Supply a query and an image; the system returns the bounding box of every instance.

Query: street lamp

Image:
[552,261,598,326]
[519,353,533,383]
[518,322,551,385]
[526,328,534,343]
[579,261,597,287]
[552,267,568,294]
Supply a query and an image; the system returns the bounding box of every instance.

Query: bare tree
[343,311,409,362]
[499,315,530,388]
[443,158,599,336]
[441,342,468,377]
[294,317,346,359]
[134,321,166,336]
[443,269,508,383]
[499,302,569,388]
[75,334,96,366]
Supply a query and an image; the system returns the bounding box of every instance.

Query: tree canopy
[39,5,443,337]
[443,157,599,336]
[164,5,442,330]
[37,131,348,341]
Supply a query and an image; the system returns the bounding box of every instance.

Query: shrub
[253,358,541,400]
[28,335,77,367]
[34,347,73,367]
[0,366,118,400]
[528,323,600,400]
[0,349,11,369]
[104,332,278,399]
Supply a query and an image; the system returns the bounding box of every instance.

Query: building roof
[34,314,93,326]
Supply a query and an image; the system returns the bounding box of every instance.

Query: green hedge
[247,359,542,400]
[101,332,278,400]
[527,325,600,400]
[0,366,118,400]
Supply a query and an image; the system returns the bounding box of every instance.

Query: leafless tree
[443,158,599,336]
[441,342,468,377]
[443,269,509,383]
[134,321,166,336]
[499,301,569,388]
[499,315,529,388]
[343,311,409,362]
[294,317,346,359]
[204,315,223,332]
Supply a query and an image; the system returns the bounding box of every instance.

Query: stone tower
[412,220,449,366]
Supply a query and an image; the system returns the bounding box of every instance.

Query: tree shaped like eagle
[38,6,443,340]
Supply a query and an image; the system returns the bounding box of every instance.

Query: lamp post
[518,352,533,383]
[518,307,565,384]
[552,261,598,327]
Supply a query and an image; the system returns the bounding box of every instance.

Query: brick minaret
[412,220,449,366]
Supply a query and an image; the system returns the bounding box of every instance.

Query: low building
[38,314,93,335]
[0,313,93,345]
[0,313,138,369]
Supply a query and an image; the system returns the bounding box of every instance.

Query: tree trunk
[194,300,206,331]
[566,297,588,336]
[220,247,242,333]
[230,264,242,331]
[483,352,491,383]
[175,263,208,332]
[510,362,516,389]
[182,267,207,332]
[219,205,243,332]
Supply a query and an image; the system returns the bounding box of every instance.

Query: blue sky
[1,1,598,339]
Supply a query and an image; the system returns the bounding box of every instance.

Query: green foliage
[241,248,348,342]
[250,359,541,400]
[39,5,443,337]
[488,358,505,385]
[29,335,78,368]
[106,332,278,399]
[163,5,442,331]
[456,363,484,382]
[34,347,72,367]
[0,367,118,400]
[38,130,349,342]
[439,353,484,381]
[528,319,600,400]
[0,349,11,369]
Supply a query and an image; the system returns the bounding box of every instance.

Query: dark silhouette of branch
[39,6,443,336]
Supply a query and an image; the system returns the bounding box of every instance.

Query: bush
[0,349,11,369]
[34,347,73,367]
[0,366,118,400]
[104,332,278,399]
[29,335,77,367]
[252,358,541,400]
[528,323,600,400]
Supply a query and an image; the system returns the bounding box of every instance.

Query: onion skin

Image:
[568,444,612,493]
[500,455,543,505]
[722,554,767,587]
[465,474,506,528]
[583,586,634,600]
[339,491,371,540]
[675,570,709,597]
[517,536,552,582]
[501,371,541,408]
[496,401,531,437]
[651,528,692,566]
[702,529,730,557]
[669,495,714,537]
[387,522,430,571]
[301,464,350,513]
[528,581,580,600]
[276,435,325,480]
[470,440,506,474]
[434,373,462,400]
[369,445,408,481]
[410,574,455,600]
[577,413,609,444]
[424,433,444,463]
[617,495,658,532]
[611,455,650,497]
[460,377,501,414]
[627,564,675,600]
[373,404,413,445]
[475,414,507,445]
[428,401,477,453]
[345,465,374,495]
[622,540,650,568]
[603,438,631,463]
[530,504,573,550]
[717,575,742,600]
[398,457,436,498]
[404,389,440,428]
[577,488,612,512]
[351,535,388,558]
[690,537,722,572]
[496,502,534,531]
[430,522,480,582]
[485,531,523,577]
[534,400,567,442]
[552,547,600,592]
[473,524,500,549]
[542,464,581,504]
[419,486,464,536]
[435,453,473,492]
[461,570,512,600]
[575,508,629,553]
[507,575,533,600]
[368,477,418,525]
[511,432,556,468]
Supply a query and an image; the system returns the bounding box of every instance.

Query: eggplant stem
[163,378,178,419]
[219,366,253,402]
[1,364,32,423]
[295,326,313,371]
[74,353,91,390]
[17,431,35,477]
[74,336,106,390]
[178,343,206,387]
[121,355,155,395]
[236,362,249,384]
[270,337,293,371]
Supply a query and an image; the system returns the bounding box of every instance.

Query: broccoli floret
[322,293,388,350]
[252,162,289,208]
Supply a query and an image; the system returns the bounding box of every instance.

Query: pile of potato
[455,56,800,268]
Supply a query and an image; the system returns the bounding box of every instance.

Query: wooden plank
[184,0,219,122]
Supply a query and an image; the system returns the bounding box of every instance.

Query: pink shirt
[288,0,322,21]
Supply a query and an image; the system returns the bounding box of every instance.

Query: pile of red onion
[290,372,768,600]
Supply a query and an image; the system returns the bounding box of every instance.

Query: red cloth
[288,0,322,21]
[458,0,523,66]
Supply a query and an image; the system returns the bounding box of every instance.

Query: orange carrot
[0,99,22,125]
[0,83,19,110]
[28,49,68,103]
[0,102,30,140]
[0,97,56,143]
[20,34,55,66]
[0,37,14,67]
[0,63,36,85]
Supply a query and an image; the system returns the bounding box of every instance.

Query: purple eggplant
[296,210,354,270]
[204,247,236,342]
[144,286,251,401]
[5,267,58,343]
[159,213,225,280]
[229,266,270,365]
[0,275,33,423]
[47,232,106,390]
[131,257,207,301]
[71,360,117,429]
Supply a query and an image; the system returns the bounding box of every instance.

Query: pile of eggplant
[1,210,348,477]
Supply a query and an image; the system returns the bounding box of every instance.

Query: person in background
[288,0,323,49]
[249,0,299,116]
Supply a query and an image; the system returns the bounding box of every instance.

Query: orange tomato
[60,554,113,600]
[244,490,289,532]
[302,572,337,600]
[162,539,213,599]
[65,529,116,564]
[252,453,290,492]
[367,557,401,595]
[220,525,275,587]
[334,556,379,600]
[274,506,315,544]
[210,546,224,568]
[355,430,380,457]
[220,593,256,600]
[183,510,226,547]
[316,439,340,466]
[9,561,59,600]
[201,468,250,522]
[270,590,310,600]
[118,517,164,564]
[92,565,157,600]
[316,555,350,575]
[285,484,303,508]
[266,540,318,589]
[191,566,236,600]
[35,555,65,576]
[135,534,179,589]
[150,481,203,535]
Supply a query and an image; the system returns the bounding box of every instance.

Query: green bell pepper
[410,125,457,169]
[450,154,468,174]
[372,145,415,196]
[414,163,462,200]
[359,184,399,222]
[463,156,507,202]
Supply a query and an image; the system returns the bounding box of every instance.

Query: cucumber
☆ ☆ ☆ ☆ ☆
ACTIVITY ▸ The records above should be repeated exactly. Print them all.

THE ANSWER ▸
Supply a query and an image; the system returns the bounding box of every instance.

Query: street lamp

Image:
[552,261,598,326]
[519,353,533,383]
[518,322,551,385]
[526,328,534,343]
[579,261,597,287]
[552,267,568,294]
Supply a query and an image; the system returns the bounding box of every instance.

Query: bare tree
[343,311,409,362]
[499,315,530,388]
[443,158,599,336]
[441,342,468,377]
[294,317,346,359]
[134,321,166,336]
[443,269,508,383]
[499,302,569,388]
[75,334,96,366]
Supply a query and an image; the system returns the bounding box of every instance.

Query: tree canopy
[39,5,443,337]
[443,157,599,336]
[164,5,442,330]
[37,131,348,341]
Supply a query and an image; the system returns the bounding box of every instance.

Query: shrub
[253,358,541,400]
[28,335,77,367]
[34,347,73,367]
[0,366,118,400]
[528,323,600,400]
[0,349,11,369]
[104,332,278,399]
Supply a query and an image; the system returns the bounding box of every instance.

Query: building roof
[34,314,93,326]
Supply a query and an image; the system returns the bounding box of every instance.

Query: green hedge
[247,359,542,400]
[101,332,278,400]
[527,325,600,400]
[0,366,118,400]
Supply a query and an image; the system returns the bounding box of every instance.

Query: leafless tree
[443,158,599,336]
[441,342,468,377]
[443,269,509,383]
[134,321,166,336]
[499,301,569,388]
[499,315,529,388]
[343,311,409,362]
[294,317,346,359]
[204,315,223,332]
Supply a query and an image; the system returns the bounding box of every instance.

Query: stone tower
[412,220,449,366]
Supply a query and an image; the system returns the bounding box of every instance.

Query: tree shaped like eagle
[38,6,443,340]
Supply a query and an image; the system returns the bounding box of every instance.

Query: lamp post
[518,352,533,383]
[518,307,565,384]
[552,261,598,327]
Supply a query and an image; the system returns the bounding box of every instance.

Query: brick minaret
[412,220,449,366]
Supply a query and an image; the system returns the bounding box of every instance.

Query: low building
[38,314,93,335]
[0,313,93,345]
[0,313,138,369]
Supply a query and an image; the system returns the bounding box of every instance.

Query: tree trunk
[194,300,206,331]
[566,297,588,336]
[220,247,242,333]
[230,264,242,331]
[483,352,491,383]
[175,263,208,332]
[510,362,516,389]
[182,267,207,332]
[219,205,243,332]
Supply a query and an image; the system returns the bounding box of every instance.

Query: blue sky
[1,1,598,339]
Supply a query and an image; the system returns the bounding box of every instance.

Query: green foliage
[241,248,348,342]
[250,359,541,400]
[39,5,443,337]
[488,358,505,385]
[29,335,78,368]
[106,332,278,399]
[163,5,442,331]
[456,363,484,382]
[34,347,72,367]
[0,367,118,400]
[38,130,349,342]
[439,353,484,381]
[528,319,600,400]
[0,349,11,369]
Supply a query and an image; the system returns the bounding box of every instance.

Query: dark silhouette of branch
[39,6,443,336]
Supply a query and an image; the system returns the bounding box of every instance.

Query: bush
[0,349,11,369]
[34,347,73,367]
[0,366,118,400]
[104,332,278,399]
[29,335,77,367]
[252,358,541,400]
[528,323,600,400]
Supply a query and an image; the system returns the bounding box of every instance.

Query: onion skin

Image:
[568,444,612,493]
[500,455,543,505]
[722,554,767,587]
[465,474,506,528]
[583,586,634,600]
[339,491,371,540]
[675,570,709,597]
[517,536,552,582]
[501,371,541,408]
[496,401,531,437]
[651,528,692,566]
[702,529,730,557]
[669,495,714,537]
[387,522,430,571]
[301,464,350,513]
[528,581,580,600]
[276,435,325,480]
[470,440,506,474]
[434,373,462,400]
[369,445,408,481]
[410,574,455,600]
[577,413,609,444]
[424,433,444,463]
[617,495,658,532]
[611,455,650,497]
[460,377,501,414]
[627,564,675,600]
[373,404,413,445]
[475,414,507,445]
[428,401,477,453]
[345,465,374,495]
[622,540,650,568]
[603,438,631,463]
[530,504,573,550]
[717,575,742,600]
[398,457,436,498]
[404,389,440,428]
[577,488,612,512]
[351,535,388,558]
[690,537,722,572]
[496,502,534,531]
[430,522,480,582]
[485,531,523,577]
[534,400,567,442]
[552,547,600,592]
[473,524,500,549]
[542,464,581,504]
[419,486,464,536]
[435,453,473,492]
[461,570,512,600]
[575,508,629,553]
[507,575,533,600]
[368,477,418,525]
[511,432,556,468]
Supply a query and an image; the system returns the bounding box of every instance.

Query: eggplant stem
[163,378,178,419]
[219,366,253,402]
[1,364,32,423]
[295,326,313,371]
[74,353,91,390]
[17,431,35,477]
[74,336,106,390]
[178,343,206,387]
[121,355,155,395]
[236,362,249,384]
[270,337,293,371]
Supply a query and an image; the system returns the bounding box of every instance.

Query: broccoli floret
[322,293,388,350]
[252,162,289,208]
Supply a query and an image; the system returns the bounding box of every instance.

Query: pile of potato
[455,56,800,268]
Supply a query and an image; the system returns the bounding box of every instance.

Query: wooden plank
[184,0,219,122]
Supply a query and an image; the system returns the bounding box of every instance.

Query: pink shirt
[288,0,322,21]
Supply a query and an image; the system returns the bounding box of every instance.

Query: pile of red onion
[290,372,768,600]
Supply a query and an image; the system returns the bounding box of every instance.

Query: red cloth
[288,0,322,21]
[458,0,523,66]
Supply a query and an image; the system returns the bounding box of every instance.

Query: orange carrot
[0,99,22,125]
[0,83,19,110]
[28,49,68,103]
[0,102,30,140]
[0,97,56,143]
[20,34,55,66]
[0,37,14,67]
[0,63,36,85]
Supply a query and an image; the system returns the bounding box of every instance.

Query: purple eggplant
[296,210,354,270]
[204,247,236,342]
[144,286,251,401]
[5,267,58,343]
[159,213,225,280]
[229,266,270,365]
[0,275,33,423]
[47,232,106,390]
[131,257,207,301]
[71,360,117,429]
Supply a query and an image; the system returns the bounding box of every instance.

Query: pile of eggplant
[1,210,348,477]
Supply a query and an image; the system returns the bounding box of every instance.

Query: person in background
[288,0,323,49]
[249,0,299,116]
Supply a query and an image; the system returns the bounding box of every instance.

Query: orange tomato
[60,554,113,600]
[244,490,289,532]
[302,572,337,600]
[162,539,213,599]
[65,529,116,564]
[252,453,290,492]
[367,557,401,595]
[220,525,275,587]
[334,556,379,600]
[274,506,315,544]
[210,546,224,568]
[355,430,380,457]
[220,593,256,600]
[183,510,226,547]
[316,439,340,466]
[9,561,59,600]
[201,468,250,522]
[270,590,310,600]
[118,517,164,564]
[92,565,157,600]
[316,555,350,575]
[285,484,303,508]
[266,540,318,589]
[191,566,236,600]
[35,555,65,576]
[135,534,179,589]
[150,481,203,535]
Supply a query and an image; the system returns the bounding box of every instance.

Query: green bell pepper
[410,125,457,169]
[450,154,468,174]
[372,145,415,196]
[414,163,462,200]
[359,184,399,222]
[463,156,507,202]
Supply a query and an image; the system returns the bounding box of every instance.

Query: cucumber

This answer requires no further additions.